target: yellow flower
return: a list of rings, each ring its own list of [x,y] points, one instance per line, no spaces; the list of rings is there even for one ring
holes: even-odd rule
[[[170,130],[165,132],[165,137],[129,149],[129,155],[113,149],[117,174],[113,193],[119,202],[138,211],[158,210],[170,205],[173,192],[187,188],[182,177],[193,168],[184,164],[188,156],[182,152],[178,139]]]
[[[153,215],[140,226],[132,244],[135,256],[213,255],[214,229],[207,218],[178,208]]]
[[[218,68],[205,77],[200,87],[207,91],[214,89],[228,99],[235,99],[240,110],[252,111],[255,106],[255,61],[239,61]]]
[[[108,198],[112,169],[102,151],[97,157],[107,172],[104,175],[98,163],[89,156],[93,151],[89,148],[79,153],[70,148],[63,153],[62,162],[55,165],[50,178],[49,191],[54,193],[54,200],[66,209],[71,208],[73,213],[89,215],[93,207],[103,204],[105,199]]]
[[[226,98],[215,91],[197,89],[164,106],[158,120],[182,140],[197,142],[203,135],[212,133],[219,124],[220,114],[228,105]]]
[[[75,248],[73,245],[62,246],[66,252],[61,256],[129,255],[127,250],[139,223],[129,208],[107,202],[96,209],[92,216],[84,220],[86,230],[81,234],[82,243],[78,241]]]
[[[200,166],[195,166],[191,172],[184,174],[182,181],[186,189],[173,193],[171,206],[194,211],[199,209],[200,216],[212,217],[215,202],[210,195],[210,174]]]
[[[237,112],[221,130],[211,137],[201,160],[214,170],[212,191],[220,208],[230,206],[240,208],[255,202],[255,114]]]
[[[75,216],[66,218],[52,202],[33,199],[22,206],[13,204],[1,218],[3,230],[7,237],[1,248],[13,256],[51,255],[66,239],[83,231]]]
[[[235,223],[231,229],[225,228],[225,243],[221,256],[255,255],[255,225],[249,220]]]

============================================================

• _Opdracht_:
Zet alle regels van het bovenstaande materiaal in een JSON-lijst van strings, met één string per regel. Laat lege regels weg.

• _Uitwerking_:
[
  "target: yellow flower",
  "return: a list of rings, each ring its own list of [x,y] points, one instance per line, no spaces; the list of rings is there even for one ring",
  "holes: even-odd rule",
  "[[[170,130],[165,132],[165,137],[129,149],[129,155],[113,149],[117,174],[113,193],[119,202],[138,211],[158,210],[170,205],[173,192],[187,188],[182,177],[193,168],[184,164],[188,156],[182,152],[178,139]]]",
  "[[[153,215],[140,226],[132,244],[135,256],[213,255],[214,229],[207,218],[178,208]]]",
  "[[[218,68],[205,77],[200,87],[207,91],[214,89],[228,99],[235,99],[240,110],[252,111],[255,106],[255,61],[239,61]]]",
  "[[[108,198],[112,169],[102,151],[97,157],[107,172],[104,175],[98,163],[89,156],[93,151],[89,148],[79,153],[70,148],[63,153],[62,162],[55,165],[50,178],[49,191],[54,193],[54,200],[66,209],[71,208],[73,213],[89,215],[93,207],[103,204],[105,199]]]",
  "[[[226,98],[215,91],[197,89],[164,106],[158,120],[182,140],[197,142],[203,135],[212,133],[219,124],[220,114],[228,105]]]",
  "[[[75,248],[73,245],[62,246],[66,252],[61,256],[129,255],[127,250],[139,223],[129,208],[107,202],[96,209],[92,216],[84,220],[86,230],[81,234],[82,243],[78,241]]]",
  "[[[200,166],[195,166],[191,172],[184,174],[182,181],[186,189],[173,193],[171,206],[194,211],[199,209],[200,216],[212,217],[215,202],[210,195],[210,174]]]",
  "[[[237,112],[221,130],[211,137],[201,160],[214,170],[212,191],[220,208],[230,206],[240,208],[255,202],[255,114]]]",
  "[[[75,216],[66,218],[52,202],[33,199],[22,206],[13,204],[1,218],[3,230],[7,237],[1,248],[13,256],[51,255],[66,239],[83,231]]]",
  "[[[235,223],[231,229],[225,228],[225,243],[221,256],[255,255],[255,225],[249,220]]]"
]